• SET OF TASKS:
• A. In the passage on Schrödinger's cat, why is the cat said to be both alive and dead at the same time?
• B. Reproduce the part of the passage on Schrödinger's cat between "#2. The atom" and "it, as appropriate.", inclusive.
• C. According to the passage on Schrödinger's cat, what is placed in the sealed chamber along with the cat?

• PASSAGE FOR REVIEW:
“Have I come back to tragedy and death again?”
We left off yesterday with Erwin Schrödinger and his magical cat, trapped in a thought experiment about quantum indeterminacy that threatens to destroy us all.
Here’s how it works: The theoretical cat is placed in a sealed chamber with a Geiger counter, a hammer, a flask of cyanide, and a small chunk of something radioactive, which may or may not decay over the course of an hour. Within that hour, there are two possibilities:
#1. The atom decays, which is detected by the Geiger counter, which trips a sensor that makes the hammer smash into the flask, releasing the cyanide and killing the cat.
#2. The atom doesn’t decay, which means no Geiger, no hammer, no cyanide. In that case, the cat is alive at the end of the hour, and it can go about its business.
Now, according to quantum mechanics, the atomic decay in the radioactive substance is in both states simultaneously — both decayed and not — until it’s observed, at which point it resolves into one state or the other. And if the cat’s life is determined by the unresolved atomic decay, then the cat is both alive and dead at the same time — until you open the box and look inside, which causes the wave function to collapse into either “alive cat” or “dead cat”. And then you feed the cat, or bury it, as appropriate.
But Schrödinger completely missed the third alternative, which is that the cat would look at all this equipment, and figure out what’s going on.
At that point, you have an undead cat, sitting alone in a steel box with a flask of cyanide, a hammer and an active source of plutonium, and nothing to do for the next fifty-five minutes but think about the future. Schrödinger has created a dangerous supernatural entity, and provided it with an arsenal.
You don’t resolve a situation like this by opening the box. Opening the box is the beginning of act two.

• RECORD EXCERPTS:
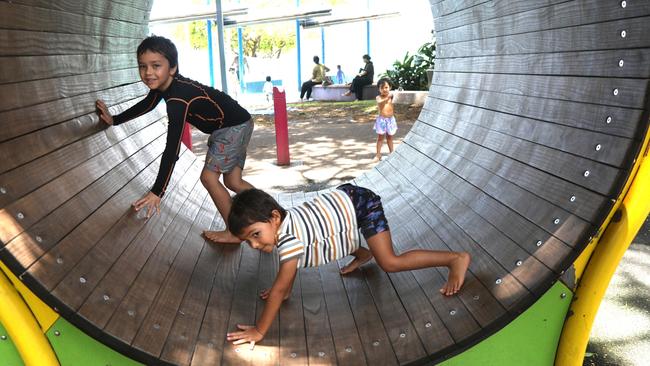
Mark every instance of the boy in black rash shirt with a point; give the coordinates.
(210, 110)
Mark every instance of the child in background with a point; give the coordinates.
(385, 123)
(321, 231)
(268, 89)
(211, 111)
(340, 75)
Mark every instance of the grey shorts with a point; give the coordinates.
(227, 147)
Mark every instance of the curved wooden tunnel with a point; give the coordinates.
(535, 116)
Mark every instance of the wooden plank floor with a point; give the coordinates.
(535, 116)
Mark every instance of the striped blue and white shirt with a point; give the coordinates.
(319, 231)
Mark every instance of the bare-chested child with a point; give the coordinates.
(321, 231)
(385, 123)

• EXPECTED OUTPUTS:
• A. Under quantum mechanics, the radioactive substance's atomic decay exists in both states, decayed and not decayed, until someone observes it. Because the cat's life depends on that unresolved decay, the cat is also both alive and dead until someone opens the box and looks.

• B.
#2. The atom doesn’t decay, which means no Geiger, no hammer, no cyanide. In that case, the cat is alive at the end of the hour, and it can go about its business.
Now, according to quantum mechanics, the atomic decay in the radioactive substance is in both states simultaneously — both decayed and not — until it’s observed, at which point it resolves into one state or the other. And if the cat’s life is determined by the unresolved atomic decay, then the cat is both alive and dead at the same time — until you open the box and look inside, which causes the wave function to collapse into either “alive cat” or “dead cat”. And then you feed the cat, or bury it, as appropriate.

• C. A Geiger counter, a hammer, a flask of cyanide, and a small chunk of something radioactive.